(Stated goal): Please rewrite the material below, changing every "thickest part" to "widest part" and keeping everything else the same.

--- START Extracted records ---

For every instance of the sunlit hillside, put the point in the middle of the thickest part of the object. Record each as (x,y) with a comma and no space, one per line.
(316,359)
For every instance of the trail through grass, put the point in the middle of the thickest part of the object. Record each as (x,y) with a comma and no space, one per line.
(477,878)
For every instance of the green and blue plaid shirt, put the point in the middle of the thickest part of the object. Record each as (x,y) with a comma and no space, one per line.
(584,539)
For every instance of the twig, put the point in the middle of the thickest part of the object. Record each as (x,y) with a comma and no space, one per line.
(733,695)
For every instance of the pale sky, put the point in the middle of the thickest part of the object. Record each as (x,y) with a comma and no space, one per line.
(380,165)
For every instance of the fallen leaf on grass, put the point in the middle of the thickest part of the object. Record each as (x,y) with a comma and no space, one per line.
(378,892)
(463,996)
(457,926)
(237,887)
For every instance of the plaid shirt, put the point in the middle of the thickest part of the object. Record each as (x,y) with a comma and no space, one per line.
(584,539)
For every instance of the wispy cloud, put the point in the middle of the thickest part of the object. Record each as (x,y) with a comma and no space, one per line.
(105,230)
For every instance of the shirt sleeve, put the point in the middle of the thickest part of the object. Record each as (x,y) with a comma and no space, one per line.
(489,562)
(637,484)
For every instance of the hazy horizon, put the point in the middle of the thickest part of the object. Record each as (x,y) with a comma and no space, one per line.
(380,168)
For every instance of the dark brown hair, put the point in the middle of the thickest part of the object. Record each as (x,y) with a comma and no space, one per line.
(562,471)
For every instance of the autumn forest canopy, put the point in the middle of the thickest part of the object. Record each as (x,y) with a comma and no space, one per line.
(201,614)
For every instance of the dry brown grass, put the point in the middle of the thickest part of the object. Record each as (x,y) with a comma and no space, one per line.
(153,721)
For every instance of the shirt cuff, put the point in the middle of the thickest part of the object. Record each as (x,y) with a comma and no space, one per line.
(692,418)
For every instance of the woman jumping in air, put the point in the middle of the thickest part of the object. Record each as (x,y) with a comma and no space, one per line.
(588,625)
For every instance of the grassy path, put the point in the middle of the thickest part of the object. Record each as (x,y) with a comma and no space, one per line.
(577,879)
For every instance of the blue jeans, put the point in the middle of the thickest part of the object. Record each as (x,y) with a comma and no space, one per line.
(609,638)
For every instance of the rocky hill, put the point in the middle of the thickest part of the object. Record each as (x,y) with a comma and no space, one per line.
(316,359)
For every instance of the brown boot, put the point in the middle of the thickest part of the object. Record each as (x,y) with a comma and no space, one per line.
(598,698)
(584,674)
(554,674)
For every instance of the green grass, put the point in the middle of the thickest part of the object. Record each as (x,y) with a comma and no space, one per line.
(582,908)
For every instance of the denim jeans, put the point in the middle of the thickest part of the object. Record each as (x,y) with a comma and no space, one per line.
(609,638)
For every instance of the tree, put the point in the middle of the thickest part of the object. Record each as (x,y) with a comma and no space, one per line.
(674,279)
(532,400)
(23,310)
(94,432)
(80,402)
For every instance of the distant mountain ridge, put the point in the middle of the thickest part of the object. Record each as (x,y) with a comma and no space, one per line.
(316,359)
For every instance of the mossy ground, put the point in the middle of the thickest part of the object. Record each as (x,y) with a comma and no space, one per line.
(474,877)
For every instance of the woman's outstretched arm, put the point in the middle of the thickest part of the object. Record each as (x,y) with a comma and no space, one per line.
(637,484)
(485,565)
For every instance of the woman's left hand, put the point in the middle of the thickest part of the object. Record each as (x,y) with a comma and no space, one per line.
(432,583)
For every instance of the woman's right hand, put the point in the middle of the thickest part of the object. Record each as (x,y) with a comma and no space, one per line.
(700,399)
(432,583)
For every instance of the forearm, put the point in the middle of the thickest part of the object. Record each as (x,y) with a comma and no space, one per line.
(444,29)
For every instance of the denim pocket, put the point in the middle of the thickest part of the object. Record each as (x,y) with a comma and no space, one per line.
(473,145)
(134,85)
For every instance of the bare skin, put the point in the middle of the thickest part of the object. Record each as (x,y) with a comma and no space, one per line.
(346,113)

--- END Extracted records ---

(Problem solution):
For every instance of the sunlit hillside, put the point in the middle of the widest part of the object. Record each as (x,y) with a comma and no space, one per line.
(316,359)
For every instance of the trail through grass, put the point in the middle of the widest part of the object. Record each as (x,y) with a comma and no space, one per line.
(477,878)
For every instance of the green and blue plaid shirt, put the point in the middle of the widest part of the object. Record each as (x,y) with a comma and no space, one per line.
(584,539)
For every instance of the twig, put the point in the middle of the widest part of the object. Record each as (x,y) with a comma and no space, one per line.
(733,695)
For every instance of the pale sky, put the point in the middle of the widest part of the object. Record each as (x,y) with a comma and no space, one per line.
(380,165)
For every instance of the fallen leaf on grass, put the point in the middle of the widest part of the object. Record each as (x,y) with a comma and no space, one per line.
(378,892)
(463,996)
(457,926)
(237,887)
For every instance of the plaid shirt, put the point in the middle of the widest part of the object. Record each as (x,y) with a comma and no space, one per line.
(584,539)
For every instance of the wispy cloud, put the point in the middle of the widest part of the object. Record each as (x,y) with a comma and no space, one per line.
(105,230)
For every instance of the shirt sleeve, put the point in the middle of the widest part of the object. Record each as (x,y) with a comma and no space, one per line.
(489,562)
(637,484)
For every instance of the hazy horizon, put the point in the middle of the widest part of the object. Record each as (x,y) with a comma and no space, one per line.
(380,168)
For every instance of the dark brown hair, put the point in the middle of the widest part of the object. Record each as (x,y) with a comma and no space, one per line.
(562,471)
For every instance of the autumn forest canopy, put the point in the middle of the widest part of the object. Record each as (x,y) with a comma and no space, one per line.
(201,614)
For every instance of the dry brown grass, put the point in the middle of the widest part of the object. Record each as (x,y) with a comma and no space, one per line.
(153,721)
For every instance of the shirt cuff, put the point in the middle of the widest part of the object. Record each as (x,y) with a comma and no space, one per line.
(692,418)
For every instance of the woman jumping in air, put the point in the middle of the widest part of the object. Record each as (x,y) with a comma and no space, one per line.
(588,625)
For every instance of the grassy path, put the point in the middle of the widest part of the object. Record each as (x,y) with a comma and no space, one per line.
(577,879)
For every instance of the blue jeans, put the point in the middle of the widest part of the object. Record each as (x,y) with a comma and no space, one per line.
(609,638)
For every instance of the rocky hill, put the point in the middle of the widest part of the object. Record each as (x,y) with a comma and no space, one per line.
(316,359)
For every instance of the brown boot, put the point in the middle of the widest part of the object. Record each as (x,y) with a comma and no space, one per line.
(598,698)
(584,674)
(554,674)
For every instance of the green grass, put the point in the middle of the widest part of the object. Record each as (x,y) with a comma and no space, one per line.
(582,908)
For every instance of the denim jeans, put the point in the middle of the widest part of the object. Record each as (x,y) with a comma and no space, one per line.
(609,638)
For every instance of the tree, put the point in the middle of the widest part of the object. Record each as (x,y) with a comma and no space, one per line.
(674,279)
(532,400)
(23,310)
(94,432)
(80,402)
For every instance of the distant mountain ridge, put the point in the middle of the widest part of the object. Record each as (x,y) with a comma and no space, one per line.
(316,359)
For every instance of the mossy ground, put the point in the middle of the widest part of the object. Record each as (x,y) with a comma and no space, one per line.
(474,877)
For every instance of the woman's outstretched arm, put the point in the middle of the widest part of the object. Record each as (x,y) with a comma and no space, one per line.
(637,484)
(485,565)
For every instance of the woman's left hand, put the point in the middle of the widest part of the object. Record each as (x,y) with a comma and no space, one per line.
(432,583)
For every instance of the woman's right hand, put the point in the middle of the widest part of the object. Record each as (x,y) with a comma and no space, one per line.
(700,399)
(432,583)
For every instance of the forearm, put the point in the middle of the widest part of the object. Record each as (x,y) with a comma and no space, one per line.
(444,29)
For every instance of the denim pocket, put the point in the middle of the widest part of the object. Record each as (x,y) with a comma and no space, one per line.
(473,145)
(134,85)
For every instance of the bare skin, put the point in the middle of the widest part of the object. Record each as (x,y) with a comma and no space, one per line.
(346,113)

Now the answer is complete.